### Document segment:
=-=-=
I'm not sure what Malformed Events means - I have assumed that Stream Analytics can cope with data sent to an Event Hub via AMQP?

I can't see anything wrong with the JSON as received by the C# app - unless the BOM symbol is causing a problem?

This is my first attempt at all this, and I have searched for any similar posts with no avail, so I'd really appreciate if someone could point me in the right direction.

Cheers Rob

3

3 Answers

3
votes

This is caused by client API incompatibility. Python uses Proton to send the JSON string in the body of an AMQP Value message. The body is encoded as an AMQP string (AMQP type encoding bytes + utf8 encoded bytes of string). Stream Analytics uses Service Bus .Net SDK which exposes AMQP message as EventData and its body is always byte array. For AMQP value message, it includes the AMQP type encoding bytes as without them it is not possible to decoded the following value. These extra bytes at the beginning will cause JSON serialization to fail.

To achieve interoperability on message body, the application should ensure the publisher and consumer agree on its type and encoding. In this case the publisher should send raw bytes in an AMQP Data message. With the Proton Python API, you can try this:

message.body = msg.encode('utf-8')

The other workaround is to send simple types (e.g. string) in application properties.

Other people also ran into this issue. https://github.com/Azure/amqpnetlite/issues/117

1
votes

As @XinChen said, the issue was caused by the AMQP protocol.

Per my experience, the two workaround ways below are effective for this case.
=-=-=
### Data listing:
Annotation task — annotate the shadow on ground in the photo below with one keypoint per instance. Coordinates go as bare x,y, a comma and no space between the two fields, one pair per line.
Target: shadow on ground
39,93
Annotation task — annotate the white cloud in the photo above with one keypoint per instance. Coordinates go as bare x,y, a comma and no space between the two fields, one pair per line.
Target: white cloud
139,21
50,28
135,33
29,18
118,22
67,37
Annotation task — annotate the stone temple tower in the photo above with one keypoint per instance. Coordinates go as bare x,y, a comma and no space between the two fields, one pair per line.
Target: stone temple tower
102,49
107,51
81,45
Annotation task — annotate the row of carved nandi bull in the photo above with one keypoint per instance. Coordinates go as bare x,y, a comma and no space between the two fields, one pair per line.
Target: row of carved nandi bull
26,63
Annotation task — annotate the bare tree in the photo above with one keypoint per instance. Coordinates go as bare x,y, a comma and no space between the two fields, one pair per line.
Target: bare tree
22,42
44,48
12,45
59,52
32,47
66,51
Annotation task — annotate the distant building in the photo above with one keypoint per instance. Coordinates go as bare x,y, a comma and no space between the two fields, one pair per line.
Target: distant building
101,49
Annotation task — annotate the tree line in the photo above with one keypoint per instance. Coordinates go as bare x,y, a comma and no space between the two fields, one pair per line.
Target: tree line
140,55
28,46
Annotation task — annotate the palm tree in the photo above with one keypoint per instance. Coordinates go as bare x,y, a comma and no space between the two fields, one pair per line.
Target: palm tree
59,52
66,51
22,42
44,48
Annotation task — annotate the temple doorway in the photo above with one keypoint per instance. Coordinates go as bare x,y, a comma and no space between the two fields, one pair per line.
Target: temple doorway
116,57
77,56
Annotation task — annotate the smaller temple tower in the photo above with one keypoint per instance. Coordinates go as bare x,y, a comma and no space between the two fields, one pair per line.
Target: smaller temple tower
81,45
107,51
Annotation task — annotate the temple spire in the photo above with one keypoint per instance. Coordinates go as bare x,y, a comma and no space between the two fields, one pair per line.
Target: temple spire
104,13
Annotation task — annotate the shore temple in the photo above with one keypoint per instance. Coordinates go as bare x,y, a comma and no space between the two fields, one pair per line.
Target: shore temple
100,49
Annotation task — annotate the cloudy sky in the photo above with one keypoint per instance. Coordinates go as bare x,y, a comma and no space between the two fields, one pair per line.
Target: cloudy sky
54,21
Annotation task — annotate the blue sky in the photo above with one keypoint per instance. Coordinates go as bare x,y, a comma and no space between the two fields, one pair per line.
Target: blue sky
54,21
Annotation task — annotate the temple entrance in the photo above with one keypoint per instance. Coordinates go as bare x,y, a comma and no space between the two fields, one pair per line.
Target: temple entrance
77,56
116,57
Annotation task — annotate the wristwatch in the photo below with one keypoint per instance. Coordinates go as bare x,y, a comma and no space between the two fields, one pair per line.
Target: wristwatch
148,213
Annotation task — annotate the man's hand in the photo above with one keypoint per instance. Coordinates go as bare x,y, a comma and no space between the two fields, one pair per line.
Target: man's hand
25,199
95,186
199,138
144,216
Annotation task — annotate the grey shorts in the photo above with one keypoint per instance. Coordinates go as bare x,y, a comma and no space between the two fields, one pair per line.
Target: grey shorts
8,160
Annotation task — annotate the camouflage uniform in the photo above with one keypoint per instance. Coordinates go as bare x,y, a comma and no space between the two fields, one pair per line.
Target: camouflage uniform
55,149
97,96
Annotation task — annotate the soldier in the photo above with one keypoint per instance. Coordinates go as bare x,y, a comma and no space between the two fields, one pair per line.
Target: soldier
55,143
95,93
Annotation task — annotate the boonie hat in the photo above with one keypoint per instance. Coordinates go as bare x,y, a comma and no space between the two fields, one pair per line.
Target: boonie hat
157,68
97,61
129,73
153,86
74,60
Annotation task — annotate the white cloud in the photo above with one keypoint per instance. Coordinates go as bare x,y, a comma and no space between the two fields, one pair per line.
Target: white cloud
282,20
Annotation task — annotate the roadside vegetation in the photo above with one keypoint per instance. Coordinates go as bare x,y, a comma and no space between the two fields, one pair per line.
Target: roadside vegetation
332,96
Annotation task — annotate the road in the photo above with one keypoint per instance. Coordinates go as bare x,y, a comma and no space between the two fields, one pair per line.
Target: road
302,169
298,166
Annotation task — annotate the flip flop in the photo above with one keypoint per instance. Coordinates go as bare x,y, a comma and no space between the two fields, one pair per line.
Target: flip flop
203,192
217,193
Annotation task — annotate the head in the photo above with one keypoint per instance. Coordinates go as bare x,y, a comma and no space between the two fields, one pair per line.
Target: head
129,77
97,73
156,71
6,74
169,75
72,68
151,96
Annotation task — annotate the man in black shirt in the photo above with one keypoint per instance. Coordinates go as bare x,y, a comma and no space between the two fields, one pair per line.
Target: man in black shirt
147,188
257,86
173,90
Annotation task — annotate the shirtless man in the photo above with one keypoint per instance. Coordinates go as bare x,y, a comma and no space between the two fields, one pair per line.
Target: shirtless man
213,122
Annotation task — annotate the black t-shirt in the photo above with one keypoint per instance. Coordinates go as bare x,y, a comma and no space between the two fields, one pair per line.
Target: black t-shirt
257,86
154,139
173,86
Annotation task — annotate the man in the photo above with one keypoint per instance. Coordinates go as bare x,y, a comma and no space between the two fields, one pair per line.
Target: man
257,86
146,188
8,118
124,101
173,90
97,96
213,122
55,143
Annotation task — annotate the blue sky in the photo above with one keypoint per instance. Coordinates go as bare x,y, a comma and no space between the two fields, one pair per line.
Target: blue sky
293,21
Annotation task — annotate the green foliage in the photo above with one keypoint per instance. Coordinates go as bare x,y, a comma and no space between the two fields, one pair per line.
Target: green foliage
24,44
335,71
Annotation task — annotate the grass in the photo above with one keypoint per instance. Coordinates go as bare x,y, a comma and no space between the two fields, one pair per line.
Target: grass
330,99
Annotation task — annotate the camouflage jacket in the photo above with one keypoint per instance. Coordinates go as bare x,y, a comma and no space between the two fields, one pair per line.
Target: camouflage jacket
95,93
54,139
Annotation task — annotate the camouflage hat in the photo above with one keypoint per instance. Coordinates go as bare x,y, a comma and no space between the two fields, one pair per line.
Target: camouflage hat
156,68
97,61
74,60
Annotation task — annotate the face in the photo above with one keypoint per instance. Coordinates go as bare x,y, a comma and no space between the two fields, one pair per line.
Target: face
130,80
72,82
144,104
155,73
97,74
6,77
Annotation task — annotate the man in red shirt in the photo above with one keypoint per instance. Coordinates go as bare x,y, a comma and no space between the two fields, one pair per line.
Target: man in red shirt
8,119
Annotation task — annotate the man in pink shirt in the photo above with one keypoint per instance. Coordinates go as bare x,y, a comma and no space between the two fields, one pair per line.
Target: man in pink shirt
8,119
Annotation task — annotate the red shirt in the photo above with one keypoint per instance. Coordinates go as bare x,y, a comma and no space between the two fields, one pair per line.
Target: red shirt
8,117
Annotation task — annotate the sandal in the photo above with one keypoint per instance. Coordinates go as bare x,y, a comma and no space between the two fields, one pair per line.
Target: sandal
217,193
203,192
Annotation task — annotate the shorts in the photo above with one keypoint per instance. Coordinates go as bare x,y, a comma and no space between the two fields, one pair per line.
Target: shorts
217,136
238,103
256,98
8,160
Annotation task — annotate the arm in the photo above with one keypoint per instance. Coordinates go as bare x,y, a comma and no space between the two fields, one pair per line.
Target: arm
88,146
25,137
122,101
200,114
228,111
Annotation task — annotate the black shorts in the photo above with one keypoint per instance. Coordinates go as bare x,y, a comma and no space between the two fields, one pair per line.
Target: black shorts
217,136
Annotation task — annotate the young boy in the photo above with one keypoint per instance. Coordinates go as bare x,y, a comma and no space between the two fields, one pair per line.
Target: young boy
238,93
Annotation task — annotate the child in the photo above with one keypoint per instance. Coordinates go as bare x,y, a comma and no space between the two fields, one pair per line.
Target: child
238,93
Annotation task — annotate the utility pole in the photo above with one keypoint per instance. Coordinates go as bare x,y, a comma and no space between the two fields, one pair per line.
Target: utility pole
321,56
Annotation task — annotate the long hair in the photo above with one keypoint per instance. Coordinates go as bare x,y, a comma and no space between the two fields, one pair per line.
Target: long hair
=-=-=
### Task requirements:
Repeat word for word the passage of the Event Hub forum thread that begins with the words containing "Other people also" and ends with "for this case.". The data is not needed for this work.

### Result below:
Other people also ran into this issue. https://github.com/Azure/amqpnetlite/issues/117

1
votes

As @XinChen said, the issue was caused by the AMQP protocol.

Per my experience, the two workaround ways below are effective for this case.